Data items
[start]
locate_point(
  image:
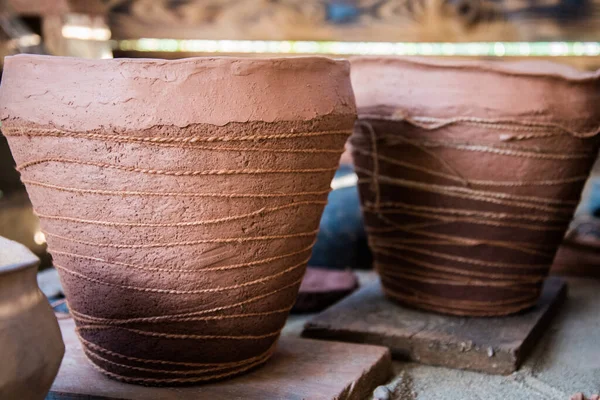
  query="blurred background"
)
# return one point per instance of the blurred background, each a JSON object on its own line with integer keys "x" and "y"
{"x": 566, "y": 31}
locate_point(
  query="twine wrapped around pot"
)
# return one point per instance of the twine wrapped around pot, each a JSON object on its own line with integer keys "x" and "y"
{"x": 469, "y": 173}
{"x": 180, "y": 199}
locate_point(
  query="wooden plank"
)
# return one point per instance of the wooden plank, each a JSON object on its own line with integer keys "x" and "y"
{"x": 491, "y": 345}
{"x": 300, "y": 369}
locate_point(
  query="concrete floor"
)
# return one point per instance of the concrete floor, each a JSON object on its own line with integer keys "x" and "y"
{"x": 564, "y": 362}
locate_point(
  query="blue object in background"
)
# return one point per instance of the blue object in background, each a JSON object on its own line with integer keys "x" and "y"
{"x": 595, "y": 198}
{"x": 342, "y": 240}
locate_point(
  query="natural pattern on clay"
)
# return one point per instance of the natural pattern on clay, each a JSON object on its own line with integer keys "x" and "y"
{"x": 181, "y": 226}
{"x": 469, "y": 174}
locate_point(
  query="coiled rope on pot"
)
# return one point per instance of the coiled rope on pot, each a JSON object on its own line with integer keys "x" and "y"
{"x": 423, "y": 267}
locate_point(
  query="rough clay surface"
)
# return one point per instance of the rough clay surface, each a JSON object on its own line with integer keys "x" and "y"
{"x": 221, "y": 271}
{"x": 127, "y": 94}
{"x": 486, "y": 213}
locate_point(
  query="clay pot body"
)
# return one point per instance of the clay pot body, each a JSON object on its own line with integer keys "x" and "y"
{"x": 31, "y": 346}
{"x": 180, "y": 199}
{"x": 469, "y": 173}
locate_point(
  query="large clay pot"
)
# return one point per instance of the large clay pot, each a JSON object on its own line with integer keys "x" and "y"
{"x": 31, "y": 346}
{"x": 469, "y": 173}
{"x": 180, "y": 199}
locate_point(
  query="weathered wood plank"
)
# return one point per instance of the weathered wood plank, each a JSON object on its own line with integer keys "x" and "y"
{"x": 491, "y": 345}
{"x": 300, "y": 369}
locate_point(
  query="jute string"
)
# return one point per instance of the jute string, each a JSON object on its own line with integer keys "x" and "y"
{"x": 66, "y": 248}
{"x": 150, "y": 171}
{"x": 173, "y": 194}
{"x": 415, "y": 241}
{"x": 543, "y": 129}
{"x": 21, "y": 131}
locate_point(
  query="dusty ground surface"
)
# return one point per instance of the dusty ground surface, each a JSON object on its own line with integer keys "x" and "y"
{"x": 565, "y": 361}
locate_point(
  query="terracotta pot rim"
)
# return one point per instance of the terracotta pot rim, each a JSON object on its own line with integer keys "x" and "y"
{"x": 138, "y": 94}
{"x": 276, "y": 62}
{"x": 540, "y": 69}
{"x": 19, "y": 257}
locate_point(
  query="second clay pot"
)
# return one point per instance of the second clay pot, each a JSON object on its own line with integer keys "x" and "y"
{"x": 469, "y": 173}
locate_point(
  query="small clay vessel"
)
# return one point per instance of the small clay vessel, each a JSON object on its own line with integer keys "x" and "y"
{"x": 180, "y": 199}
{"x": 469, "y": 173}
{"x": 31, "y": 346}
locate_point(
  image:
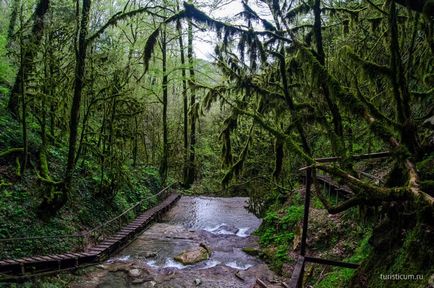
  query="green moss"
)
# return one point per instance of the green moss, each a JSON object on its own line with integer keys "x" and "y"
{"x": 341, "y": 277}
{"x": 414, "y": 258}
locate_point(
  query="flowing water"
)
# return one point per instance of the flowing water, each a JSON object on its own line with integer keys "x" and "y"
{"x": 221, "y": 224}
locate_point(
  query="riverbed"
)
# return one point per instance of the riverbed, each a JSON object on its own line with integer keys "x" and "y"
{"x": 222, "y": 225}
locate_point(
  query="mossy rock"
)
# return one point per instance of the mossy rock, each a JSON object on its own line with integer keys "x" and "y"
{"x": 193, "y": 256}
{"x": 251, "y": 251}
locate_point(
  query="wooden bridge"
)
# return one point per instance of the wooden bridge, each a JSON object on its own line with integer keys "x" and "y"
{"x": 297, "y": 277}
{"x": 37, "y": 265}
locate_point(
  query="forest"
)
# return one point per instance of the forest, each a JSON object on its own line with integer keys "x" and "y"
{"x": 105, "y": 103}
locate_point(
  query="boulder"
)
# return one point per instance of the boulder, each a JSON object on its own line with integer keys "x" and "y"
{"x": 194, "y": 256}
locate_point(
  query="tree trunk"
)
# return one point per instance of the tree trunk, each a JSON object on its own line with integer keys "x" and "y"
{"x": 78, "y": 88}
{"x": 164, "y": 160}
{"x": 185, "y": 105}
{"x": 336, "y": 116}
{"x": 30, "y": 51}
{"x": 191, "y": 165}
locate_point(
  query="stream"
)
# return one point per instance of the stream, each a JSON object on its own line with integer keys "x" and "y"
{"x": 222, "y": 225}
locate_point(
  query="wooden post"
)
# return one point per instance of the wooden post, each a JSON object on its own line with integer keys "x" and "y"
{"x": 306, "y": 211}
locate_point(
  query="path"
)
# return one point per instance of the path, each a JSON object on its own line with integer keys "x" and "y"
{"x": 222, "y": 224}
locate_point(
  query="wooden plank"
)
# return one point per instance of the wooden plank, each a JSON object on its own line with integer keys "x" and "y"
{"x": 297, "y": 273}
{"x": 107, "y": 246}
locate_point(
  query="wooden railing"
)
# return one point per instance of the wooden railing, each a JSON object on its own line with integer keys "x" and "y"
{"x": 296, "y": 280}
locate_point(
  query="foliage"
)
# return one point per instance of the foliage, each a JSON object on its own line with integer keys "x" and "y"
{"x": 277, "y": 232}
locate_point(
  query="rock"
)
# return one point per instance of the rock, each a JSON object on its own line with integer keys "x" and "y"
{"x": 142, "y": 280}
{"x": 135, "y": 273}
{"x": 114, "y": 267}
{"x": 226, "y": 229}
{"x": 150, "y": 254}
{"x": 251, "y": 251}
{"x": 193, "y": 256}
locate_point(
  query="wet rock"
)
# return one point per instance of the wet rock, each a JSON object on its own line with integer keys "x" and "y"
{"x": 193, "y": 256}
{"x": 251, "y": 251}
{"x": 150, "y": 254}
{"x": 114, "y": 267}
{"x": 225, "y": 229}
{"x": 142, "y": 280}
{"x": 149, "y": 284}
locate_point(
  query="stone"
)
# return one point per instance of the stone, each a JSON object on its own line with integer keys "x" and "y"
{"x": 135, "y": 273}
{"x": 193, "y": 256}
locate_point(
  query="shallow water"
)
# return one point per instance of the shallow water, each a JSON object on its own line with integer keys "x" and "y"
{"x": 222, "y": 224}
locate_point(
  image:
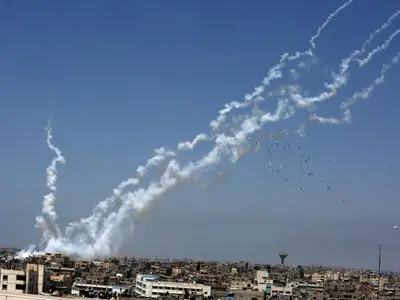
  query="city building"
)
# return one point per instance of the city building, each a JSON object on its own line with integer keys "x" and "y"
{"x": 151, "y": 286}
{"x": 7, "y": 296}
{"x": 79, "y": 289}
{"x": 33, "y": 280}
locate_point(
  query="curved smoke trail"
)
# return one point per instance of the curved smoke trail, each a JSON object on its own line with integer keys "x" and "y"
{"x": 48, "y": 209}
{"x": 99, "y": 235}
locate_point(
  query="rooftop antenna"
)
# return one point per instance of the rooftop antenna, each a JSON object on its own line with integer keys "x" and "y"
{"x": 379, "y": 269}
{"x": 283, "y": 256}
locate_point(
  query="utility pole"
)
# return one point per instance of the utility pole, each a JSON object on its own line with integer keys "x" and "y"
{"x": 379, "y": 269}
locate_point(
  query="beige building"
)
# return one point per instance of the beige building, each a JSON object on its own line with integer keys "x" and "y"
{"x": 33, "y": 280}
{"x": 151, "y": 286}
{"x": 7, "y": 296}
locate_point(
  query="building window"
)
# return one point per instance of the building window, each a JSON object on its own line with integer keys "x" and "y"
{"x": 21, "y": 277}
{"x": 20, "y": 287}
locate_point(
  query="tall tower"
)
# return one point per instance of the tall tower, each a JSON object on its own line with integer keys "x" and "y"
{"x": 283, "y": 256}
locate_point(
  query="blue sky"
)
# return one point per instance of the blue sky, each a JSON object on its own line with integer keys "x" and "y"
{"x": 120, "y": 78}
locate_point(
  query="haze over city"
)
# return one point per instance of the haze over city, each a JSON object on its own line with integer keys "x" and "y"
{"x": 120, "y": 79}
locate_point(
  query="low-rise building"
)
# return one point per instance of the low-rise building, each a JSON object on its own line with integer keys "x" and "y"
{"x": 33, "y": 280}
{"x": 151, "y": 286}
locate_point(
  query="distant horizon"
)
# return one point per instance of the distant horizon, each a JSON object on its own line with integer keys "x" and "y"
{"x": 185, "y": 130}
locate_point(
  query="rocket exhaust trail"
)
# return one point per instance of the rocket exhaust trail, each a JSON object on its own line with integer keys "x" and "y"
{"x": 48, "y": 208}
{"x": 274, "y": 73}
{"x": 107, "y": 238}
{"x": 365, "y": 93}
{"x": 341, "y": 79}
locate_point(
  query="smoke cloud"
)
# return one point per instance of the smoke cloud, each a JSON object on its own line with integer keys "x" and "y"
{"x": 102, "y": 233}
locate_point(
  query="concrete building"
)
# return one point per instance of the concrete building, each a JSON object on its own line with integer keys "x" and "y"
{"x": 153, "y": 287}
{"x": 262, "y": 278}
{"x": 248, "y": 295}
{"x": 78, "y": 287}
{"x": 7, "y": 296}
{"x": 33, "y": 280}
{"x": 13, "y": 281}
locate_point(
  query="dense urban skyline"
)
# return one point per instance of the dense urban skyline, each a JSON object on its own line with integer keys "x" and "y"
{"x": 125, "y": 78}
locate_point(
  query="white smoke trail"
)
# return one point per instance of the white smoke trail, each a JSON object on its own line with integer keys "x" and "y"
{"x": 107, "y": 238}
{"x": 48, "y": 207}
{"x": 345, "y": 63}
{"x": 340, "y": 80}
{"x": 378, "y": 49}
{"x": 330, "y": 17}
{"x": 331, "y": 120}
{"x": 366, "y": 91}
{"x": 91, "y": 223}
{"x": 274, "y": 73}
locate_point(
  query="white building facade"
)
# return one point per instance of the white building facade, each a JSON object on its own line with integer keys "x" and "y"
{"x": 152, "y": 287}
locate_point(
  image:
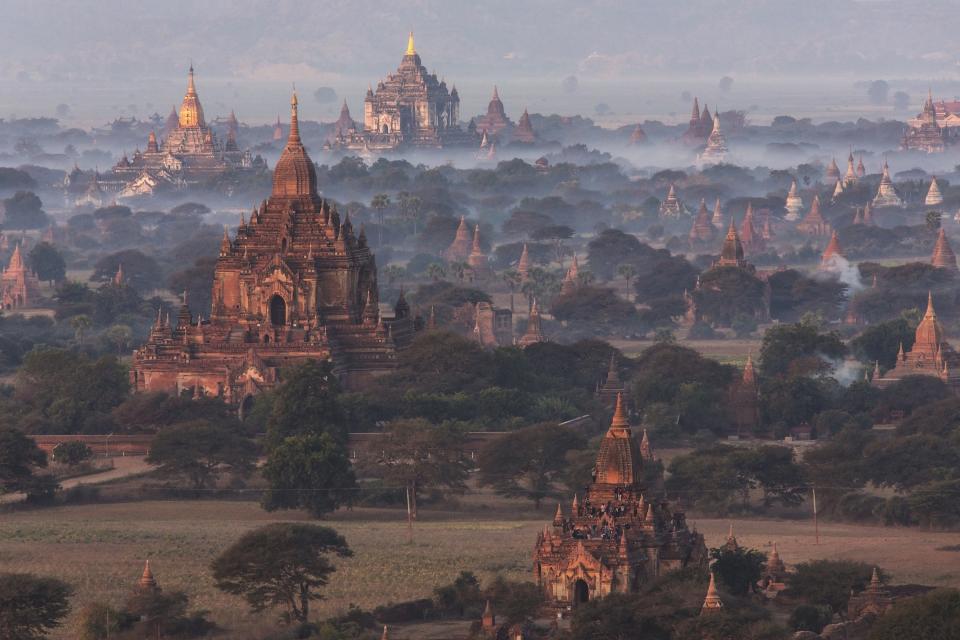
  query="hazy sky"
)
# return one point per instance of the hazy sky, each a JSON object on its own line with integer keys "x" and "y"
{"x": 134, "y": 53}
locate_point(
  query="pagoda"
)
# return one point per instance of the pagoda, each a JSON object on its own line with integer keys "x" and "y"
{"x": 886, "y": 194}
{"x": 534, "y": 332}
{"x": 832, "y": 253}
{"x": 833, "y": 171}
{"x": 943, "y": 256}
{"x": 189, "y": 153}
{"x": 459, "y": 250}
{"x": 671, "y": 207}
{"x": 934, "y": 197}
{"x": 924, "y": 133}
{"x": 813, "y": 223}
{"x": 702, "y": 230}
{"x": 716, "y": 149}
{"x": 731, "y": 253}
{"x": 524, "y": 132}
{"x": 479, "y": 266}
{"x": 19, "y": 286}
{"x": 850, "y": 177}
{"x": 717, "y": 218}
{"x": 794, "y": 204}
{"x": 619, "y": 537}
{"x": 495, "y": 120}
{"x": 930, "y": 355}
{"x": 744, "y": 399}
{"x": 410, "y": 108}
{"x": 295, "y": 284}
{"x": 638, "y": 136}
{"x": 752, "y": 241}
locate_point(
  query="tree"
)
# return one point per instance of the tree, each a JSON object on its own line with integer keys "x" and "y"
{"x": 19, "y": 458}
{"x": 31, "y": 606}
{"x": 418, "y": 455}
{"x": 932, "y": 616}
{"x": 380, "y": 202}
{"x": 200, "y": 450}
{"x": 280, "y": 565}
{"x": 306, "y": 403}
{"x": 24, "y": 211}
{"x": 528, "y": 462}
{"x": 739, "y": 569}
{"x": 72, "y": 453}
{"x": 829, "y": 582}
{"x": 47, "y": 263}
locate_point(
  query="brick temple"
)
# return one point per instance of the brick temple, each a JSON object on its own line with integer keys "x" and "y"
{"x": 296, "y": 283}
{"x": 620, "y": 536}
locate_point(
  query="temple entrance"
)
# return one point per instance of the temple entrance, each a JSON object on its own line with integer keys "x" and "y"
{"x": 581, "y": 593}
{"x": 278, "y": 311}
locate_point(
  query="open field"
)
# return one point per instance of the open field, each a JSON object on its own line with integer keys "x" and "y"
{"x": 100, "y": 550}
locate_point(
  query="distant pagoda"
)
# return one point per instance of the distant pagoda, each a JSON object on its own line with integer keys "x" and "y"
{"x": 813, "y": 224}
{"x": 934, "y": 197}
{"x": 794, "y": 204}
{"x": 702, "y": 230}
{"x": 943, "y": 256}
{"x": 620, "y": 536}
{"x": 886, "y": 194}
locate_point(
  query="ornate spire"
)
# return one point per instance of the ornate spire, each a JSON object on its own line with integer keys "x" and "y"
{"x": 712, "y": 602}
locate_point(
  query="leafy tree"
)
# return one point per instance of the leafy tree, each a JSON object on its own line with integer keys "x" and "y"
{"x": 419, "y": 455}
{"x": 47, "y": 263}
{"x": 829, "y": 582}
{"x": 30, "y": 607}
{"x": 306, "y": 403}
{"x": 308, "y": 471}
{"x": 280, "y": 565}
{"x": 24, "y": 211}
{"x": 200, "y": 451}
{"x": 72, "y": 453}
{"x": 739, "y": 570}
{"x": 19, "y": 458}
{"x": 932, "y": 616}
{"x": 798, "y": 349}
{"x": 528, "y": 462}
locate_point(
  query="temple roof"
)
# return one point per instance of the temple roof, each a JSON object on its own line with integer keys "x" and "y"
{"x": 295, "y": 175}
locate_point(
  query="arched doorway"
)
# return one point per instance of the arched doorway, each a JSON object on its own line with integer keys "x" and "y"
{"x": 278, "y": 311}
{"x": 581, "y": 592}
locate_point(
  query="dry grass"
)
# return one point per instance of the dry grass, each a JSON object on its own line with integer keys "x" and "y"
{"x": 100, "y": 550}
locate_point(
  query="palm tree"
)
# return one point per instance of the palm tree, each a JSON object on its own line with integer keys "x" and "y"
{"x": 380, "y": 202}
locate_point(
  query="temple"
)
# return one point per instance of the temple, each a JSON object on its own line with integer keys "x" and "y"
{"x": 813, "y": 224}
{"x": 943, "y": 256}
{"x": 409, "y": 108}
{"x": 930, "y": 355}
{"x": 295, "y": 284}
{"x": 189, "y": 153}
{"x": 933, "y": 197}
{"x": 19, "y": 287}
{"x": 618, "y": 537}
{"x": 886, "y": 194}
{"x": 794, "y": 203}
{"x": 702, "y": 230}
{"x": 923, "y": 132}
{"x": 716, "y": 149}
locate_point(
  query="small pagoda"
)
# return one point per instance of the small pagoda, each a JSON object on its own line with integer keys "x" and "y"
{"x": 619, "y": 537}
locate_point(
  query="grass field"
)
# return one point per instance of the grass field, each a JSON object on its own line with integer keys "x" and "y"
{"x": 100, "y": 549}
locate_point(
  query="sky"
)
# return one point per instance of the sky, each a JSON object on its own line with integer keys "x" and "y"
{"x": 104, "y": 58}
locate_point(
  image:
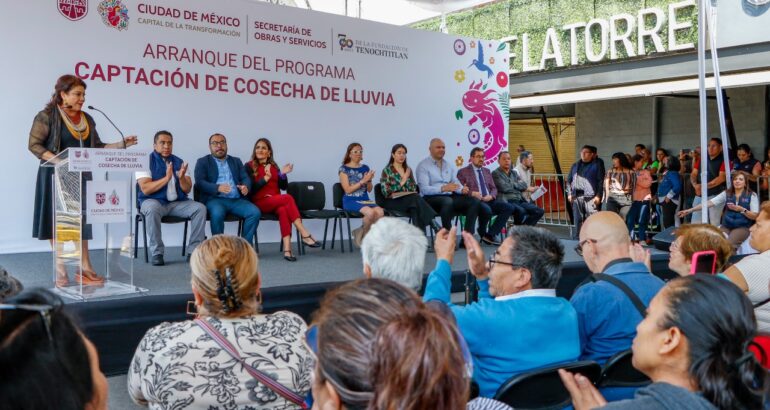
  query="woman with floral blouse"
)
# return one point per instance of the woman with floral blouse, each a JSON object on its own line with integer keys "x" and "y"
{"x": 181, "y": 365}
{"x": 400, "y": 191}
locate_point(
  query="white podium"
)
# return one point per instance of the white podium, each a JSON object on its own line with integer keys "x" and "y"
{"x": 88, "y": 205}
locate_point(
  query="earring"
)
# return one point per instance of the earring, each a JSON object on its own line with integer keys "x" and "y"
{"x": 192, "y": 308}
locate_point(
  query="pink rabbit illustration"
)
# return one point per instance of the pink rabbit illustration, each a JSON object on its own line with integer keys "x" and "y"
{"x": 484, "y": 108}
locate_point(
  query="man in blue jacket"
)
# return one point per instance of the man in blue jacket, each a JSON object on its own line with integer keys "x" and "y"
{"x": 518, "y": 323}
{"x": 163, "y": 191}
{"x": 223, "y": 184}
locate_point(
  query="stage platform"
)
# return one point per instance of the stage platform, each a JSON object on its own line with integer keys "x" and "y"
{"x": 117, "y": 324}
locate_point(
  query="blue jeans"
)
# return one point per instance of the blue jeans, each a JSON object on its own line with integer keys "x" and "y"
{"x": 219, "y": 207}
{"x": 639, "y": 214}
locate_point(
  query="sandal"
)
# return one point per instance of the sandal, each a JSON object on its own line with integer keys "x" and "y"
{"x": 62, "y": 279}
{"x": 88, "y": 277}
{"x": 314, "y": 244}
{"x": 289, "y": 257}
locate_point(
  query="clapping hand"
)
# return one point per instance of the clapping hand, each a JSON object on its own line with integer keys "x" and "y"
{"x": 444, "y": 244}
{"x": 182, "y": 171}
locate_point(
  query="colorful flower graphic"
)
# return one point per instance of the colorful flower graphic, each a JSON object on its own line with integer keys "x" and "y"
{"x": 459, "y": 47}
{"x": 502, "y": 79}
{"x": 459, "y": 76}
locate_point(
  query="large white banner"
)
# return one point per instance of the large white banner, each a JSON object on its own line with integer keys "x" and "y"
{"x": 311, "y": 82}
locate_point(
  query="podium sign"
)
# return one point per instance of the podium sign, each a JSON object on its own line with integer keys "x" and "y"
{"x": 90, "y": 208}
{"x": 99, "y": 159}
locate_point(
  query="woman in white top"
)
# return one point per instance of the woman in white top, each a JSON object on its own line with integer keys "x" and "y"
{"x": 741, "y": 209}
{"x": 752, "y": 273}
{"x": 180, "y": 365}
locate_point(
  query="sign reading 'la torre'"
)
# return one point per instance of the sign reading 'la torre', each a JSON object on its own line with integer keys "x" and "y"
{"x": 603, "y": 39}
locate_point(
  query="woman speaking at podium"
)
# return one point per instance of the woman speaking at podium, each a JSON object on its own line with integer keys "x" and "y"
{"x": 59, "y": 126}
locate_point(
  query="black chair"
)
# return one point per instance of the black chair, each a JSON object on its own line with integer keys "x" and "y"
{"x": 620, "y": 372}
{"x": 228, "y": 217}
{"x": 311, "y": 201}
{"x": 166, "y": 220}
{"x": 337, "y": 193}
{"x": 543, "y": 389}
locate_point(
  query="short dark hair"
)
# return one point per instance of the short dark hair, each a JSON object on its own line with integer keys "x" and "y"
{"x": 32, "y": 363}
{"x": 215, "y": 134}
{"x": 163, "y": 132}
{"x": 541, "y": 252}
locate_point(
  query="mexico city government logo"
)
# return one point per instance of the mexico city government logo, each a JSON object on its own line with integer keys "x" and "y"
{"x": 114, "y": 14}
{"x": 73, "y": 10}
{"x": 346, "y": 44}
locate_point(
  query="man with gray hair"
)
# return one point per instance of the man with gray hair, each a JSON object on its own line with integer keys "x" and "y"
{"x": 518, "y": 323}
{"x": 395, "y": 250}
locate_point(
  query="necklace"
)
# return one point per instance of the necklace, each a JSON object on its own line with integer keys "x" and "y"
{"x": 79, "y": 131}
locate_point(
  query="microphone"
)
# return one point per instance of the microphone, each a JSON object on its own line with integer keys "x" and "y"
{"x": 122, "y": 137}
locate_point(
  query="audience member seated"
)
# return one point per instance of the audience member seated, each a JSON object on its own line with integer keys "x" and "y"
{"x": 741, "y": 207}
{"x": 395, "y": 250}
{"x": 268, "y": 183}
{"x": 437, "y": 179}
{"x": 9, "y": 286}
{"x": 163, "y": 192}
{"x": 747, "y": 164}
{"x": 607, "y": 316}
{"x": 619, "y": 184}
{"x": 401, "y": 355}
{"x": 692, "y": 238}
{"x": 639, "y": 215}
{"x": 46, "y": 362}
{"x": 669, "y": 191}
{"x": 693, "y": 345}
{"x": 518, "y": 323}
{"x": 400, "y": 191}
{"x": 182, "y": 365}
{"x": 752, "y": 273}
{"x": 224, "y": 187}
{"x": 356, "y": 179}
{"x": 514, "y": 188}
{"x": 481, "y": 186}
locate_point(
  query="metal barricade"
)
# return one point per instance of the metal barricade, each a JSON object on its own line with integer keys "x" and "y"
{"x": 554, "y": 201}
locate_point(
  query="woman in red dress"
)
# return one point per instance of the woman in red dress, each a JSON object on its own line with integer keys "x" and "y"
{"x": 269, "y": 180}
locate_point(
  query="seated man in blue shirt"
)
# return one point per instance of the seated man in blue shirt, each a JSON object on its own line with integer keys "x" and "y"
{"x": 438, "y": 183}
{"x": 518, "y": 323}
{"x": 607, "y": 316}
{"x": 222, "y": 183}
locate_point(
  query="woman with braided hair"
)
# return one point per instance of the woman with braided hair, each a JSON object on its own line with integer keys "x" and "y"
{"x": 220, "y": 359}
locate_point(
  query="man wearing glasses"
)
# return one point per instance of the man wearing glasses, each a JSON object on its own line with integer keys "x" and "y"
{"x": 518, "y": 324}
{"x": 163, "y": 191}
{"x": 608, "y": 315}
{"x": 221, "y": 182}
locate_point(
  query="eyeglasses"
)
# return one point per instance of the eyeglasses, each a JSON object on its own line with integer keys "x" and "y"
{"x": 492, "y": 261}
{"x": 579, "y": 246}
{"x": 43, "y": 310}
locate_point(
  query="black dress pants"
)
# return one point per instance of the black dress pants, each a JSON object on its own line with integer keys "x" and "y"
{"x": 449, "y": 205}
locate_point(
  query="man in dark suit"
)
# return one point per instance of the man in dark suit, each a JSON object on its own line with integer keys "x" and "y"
[end]
GOAL: Please count the lines in the data above that contain the string "window", treating case as significant, and reply with only the number.

RESULT OF THIS TASK: 2